PROBLEM REQUIREMENTS: Using the listing below, report all lines holding the word "small".
*** Opening DATA SHOWN ***
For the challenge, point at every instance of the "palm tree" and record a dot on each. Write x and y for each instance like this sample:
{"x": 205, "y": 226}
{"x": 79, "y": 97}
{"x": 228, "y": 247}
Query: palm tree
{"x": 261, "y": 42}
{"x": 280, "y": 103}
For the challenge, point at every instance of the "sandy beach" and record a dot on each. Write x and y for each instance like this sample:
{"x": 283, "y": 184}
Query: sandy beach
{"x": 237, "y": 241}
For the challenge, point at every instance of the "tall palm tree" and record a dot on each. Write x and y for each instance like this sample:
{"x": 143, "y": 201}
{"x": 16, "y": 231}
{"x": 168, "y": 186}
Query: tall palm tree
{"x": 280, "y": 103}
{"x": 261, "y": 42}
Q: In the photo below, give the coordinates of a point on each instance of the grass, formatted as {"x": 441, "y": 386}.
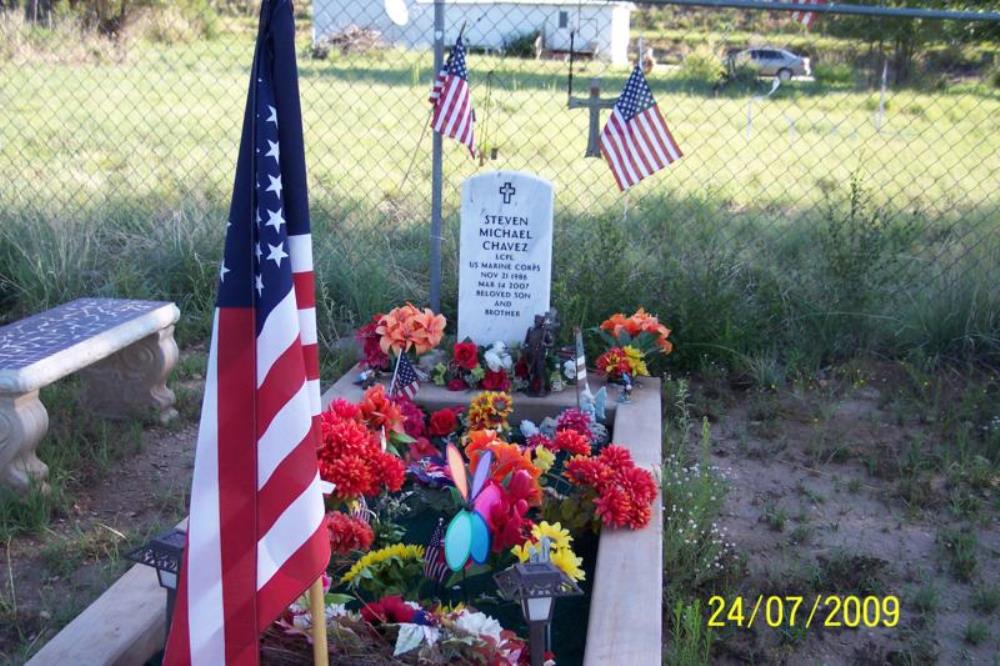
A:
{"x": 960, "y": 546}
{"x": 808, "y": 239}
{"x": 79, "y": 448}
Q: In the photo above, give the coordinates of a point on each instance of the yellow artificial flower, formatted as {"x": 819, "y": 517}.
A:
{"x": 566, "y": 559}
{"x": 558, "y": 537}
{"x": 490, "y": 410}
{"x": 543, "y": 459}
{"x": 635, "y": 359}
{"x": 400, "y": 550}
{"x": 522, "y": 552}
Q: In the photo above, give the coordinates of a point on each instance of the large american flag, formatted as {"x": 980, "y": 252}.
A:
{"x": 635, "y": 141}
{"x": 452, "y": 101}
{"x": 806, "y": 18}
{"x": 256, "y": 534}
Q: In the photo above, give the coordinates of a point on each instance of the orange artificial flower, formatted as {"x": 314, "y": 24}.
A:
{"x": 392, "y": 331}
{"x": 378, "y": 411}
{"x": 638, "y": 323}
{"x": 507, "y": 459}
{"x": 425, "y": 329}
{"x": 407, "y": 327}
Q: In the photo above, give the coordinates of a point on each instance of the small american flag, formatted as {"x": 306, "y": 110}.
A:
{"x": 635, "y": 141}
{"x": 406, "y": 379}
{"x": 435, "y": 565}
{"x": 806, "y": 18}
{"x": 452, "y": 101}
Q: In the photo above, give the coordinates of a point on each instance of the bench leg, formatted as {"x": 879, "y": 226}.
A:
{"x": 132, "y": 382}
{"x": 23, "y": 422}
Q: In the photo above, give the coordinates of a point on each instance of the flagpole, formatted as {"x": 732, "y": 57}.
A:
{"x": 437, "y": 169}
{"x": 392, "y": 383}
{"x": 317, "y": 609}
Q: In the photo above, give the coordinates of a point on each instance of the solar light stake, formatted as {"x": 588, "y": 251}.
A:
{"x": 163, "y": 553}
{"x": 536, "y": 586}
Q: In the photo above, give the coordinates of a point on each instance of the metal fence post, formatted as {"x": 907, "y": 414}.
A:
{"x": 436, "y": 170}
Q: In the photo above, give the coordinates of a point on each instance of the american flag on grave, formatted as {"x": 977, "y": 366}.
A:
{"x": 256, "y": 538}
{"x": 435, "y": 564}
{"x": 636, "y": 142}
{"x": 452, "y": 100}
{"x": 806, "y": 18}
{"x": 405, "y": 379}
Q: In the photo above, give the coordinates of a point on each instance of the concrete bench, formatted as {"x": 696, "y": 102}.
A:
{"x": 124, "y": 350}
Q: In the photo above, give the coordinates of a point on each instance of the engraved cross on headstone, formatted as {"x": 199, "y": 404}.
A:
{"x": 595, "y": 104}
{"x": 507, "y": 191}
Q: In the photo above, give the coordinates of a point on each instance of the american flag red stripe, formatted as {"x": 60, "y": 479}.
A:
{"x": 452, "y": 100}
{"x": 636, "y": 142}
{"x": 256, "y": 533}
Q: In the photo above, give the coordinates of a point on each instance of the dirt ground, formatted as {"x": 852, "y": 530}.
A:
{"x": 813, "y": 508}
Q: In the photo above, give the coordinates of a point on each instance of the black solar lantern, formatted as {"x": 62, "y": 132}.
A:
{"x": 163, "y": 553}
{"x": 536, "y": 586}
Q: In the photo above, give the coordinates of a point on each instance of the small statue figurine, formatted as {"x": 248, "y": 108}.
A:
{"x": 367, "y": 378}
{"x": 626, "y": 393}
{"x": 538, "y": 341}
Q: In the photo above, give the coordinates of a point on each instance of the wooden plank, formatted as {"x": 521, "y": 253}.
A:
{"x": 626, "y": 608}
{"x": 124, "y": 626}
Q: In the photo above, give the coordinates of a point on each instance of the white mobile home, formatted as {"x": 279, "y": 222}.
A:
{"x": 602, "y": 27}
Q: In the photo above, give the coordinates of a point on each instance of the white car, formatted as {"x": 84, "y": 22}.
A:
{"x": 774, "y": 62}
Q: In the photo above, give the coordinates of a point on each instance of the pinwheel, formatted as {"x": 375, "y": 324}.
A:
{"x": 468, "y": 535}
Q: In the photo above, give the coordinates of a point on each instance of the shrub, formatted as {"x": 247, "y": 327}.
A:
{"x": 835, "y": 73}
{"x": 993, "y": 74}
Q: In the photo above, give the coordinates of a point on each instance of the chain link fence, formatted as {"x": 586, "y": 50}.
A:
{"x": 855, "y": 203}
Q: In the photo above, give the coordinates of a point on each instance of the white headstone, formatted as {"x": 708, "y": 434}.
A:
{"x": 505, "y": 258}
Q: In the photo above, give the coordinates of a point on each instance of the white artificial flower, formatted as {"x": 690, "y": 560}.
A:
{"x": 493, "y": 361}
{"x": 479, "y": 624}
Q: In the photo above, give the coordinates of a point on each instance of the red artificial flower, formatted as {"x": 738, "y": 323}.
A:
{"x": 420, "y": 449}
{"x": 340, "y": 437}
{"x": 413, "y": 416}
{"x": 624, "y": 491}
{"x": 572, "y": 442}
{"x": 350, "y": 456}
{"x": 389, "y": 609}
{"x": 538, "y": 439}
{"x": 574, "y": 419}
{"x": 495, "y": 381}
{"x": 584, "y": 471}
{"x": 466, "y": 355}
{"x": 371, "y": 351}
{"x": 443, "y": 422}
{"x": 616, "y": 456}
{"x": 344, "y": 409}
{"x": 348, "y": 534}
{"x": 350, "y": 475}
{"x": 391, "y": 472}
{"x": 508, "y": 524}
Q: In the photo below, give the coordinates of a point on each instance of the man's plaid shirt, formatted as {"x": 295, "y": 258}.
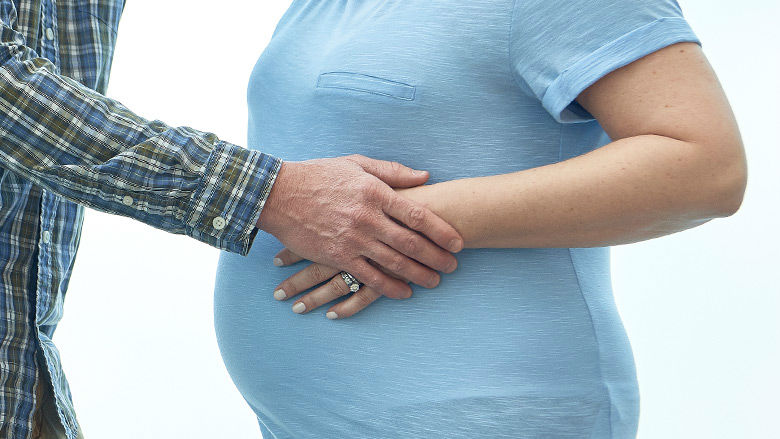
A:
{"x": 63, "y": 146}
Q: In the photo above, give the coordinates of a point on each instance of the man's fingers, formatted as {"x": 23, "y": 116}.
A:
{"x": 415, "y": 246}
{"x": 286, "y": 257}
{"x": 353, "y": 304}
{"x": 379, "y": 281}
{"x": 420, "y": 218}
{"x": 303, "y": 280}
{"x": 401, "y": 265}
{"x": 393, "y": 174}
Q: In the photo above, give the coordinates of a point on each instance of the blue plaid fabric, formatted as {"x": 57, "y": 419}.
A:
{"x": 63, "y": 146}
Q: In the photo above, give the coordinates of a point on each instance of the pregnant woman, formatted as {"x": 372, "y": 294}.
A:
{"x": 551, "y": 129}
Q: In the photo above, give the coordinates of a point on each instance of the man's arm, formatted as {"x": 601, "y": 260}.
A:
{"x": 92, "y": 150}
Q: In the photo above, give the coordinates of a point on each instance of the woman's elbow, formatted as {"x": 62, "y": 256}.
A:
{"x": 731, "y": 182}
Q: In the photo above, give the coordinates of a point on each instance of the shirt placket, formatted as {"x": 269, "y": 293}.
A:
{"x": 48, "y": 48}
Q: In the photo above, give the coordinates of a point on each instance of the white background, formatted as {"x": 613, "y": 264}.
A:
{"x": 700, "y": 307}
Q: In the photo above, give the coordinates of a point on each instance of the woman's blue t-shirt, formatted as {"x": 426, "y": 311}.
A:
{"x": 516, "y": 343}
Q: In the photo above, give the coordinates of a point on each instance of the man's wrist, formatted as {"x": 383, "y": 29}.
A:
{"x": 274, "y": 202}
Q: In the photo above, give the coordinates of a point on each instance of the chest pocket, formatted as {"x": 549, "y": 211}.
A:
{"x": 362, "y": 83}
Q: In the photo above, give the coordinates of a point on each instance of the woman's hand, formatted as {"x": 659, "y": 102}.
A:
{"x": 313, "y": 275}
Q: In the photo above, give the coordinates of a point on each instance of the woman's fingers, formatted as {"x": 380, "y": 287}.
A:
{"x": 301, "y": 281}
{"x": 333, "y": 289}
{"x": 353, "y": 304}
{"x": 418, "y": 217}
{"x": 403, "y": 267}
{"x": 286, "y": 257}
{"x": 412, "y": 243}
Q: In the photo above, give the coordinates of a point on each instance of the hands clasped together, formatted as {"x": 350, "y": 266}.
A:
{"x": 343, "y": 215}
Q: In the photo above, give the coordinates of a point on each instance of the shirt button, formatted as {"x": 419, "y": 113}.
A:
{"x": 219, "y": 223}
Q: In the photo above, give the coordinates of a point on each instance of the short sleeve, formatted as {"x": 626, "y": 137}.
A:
*** Closing DATA SHOWN ***
EXERCISE RESPONSE:
Q: In the photo above, give the coordinates of a point on each instance of the small american flag, formatted as {"x": 306, "y": 110}.
Q: In the photo above, give the coordinates of a point on each instance of the small statue figurine, formatted as {"x": 248, "y": 108}.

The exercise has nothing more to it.